● **SELECTED EXCERPT**:
________________________

Hughes is one of England's most important contemporary poets. His bold, tough poetic rhythms and his obsession with primitivism and animal violence are best known to readers of his wholly original "Crow" poems. (See also Contemporary Authors, Vols. 1-4, rev. ed.)

At his worst [Hughes's] poems say "TAKE THAT!" He seems to boast that he can swallow more gore and nothingness than anyone else on the block. Over and over in his first volume, "The Hawk in the Rain," he sneers at human weakness; it is as if Death itself, salacious for fear and violence, had written these pitiless poems….

For the most part, only animals tug him to admiration; they release him for fire-fine empathy. His pike, otters, tomcats, pigs and dragonflies lend him their appetites, their guiltless desire for more. "Veterans of survival," they hearten him….

Then in "Wodwo" the human frailty of the first volume and the animal viciousness of the second snap together, and Hughes's animals learn to weep…. So it is that Hughes rounds to human weakness through the struggle, the hot solace, of the dumb beasts. He articulates in them his own apprehensions; they bear him blindly, prevent him from articulating himself away.

Crow adds comic stridency to this synthesis, gives Hughes the nucleus for innumerable farcical black situations, opens his poetry philosophically and dramatically. Greedy and indestructible as Crow is, he also incorporates the world-belittled human figures of the early poems, and Hughes treats him with a strained, disgusted compassion. Crow is a figment of genius, as impudently alive as Bugs Bunny or the Road Runner, yet a kind of philosophical kit. Through Crow's jump-gap poles of automatic appetite and mental quivering before the steaming horror of Creation, Hughes joins the twin nihilistic themes of the century—the Id and the Void—with witty and enormous invention.

________________________

● **SUPPLIED DATA**:
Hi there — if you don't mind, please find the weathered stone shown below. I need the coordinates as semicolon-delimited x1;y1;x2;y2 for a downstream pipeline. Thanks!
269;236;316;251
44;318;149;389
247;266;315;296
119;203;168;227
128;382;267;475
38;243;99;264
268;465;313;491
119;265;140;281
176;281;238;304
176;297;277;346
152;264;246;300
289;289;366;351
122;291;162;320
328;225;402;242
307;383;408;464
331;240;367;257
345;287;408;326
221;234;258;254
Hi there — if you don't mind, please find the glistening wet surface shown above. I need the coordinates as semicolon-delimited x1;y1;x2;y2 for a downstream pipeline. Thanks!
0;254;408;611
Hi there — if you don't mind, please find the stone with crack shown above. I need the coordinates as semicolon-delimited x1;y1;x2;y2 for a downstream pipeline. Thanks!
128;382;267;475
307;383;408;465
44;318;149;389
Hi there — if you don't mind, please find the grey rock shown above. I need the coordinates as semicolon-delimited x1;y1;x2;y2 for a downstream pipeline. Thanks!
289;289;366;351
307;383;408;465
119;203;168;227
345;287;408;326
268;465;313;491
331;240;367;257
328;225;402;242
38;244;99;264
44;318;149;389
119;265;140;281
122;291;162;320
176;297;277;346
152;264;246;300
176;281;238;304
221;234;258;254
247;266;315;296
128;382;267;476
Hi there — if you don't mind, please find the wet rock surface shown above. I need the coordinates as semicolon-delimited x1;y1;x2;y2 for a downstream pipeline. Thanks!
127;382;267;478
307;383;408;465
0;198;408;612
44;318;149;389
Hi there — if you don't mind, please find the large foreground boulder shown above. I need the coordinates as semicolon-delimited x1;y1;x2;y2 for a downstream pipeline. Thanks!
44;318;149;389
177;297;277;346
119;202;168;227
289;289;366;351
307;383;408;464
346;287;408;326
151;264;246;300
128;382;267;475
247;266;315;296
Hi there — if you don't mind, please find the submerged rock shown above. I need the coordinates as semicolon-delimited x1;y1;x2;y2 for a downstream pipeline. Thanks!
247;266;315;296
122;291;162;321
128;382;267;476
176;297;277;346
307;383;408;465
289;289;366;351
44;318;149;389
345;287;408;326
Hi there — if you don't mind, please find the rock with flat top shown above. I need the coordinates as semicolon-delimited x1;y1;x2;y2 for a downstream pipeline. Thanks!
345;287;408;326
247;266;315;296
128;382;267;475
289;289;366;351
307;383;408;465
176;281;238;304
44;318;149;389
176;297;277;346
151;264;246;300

________________________

● **PARTS OF THE EXERCISE**:
[A] Return every line of the records that contains the string "submerged".
[B] Extend the critique of Hughes's poetry beyond its last sentence.
The records have no connection to the critique of Hughes's poetry and come from a separate source.

● **TASK ANSWERS**:
[A]
Hi there — if you don't mind, please find the submerged rock shown above. I need the coordinates as semicolon-delimited x1;y1;x2;y2 for a downstream pipeline. Thanks!

[B]
Yet "Crow" suffers from being part of the thinning tail of modernism. It has so much to outshrill, its derisive and despairing stances are so familiar, that it seems more noise than news. Only its last-gamble dependence on the will to live and its cartoonizing of poetry and philosophy prove bold. Jaggedly exciting as the volume is, clever, resourceful, relentless, its gusto is achieved at the expense of the verbal subtlety, the poignant empathy, the mystery, of the earlier poems—poems with living, nonconceptual subjects, not flattened themes. "Crow" bangs with the tin of Hughes's will; for all its metaphysical gaping, it lacks the lifting note of wonder.

A large welcome, then, to this gathering ["Selected Poems 1957–1967"] (selected by the poet himself) of most of the early poems….

Hughes's great talent is for a dramatic grip of language, dead cold but bleakly pungent, felt from within his own or his subjects' root-tip attachment to life. His style is emotionally dry, yet burns. It ascetizes imaginative magnificence.

Calvin Bedient, in The New York Times Book Review (© 1974 by The New York Times Company; reprinted by permission), January 13, 1974, pp. 3-4.

For Hughes, the violence of nature—what Yeats called its "murderous innocence"—seems to be the essential and universal human condition. His best poems are characterized by stark presentation, sharp definition, a peculiarly masculine energy. "Wind," for example, presents the poet's reaction to a storm on the Yorkshire moors. Hughes bombards us with images of urgency and terror: "Flexing like the lens of a mad eye … the brunt wind … flung a magpie away" and, later, shook the house so violently that it "Rang like some fine green goblet in the note/That any second would shatter it." Finally, the perspective shifts to the human response to this holocaust …, a powerful rendering of the sense of human impotence when confronted with the unpredictable violence of nature….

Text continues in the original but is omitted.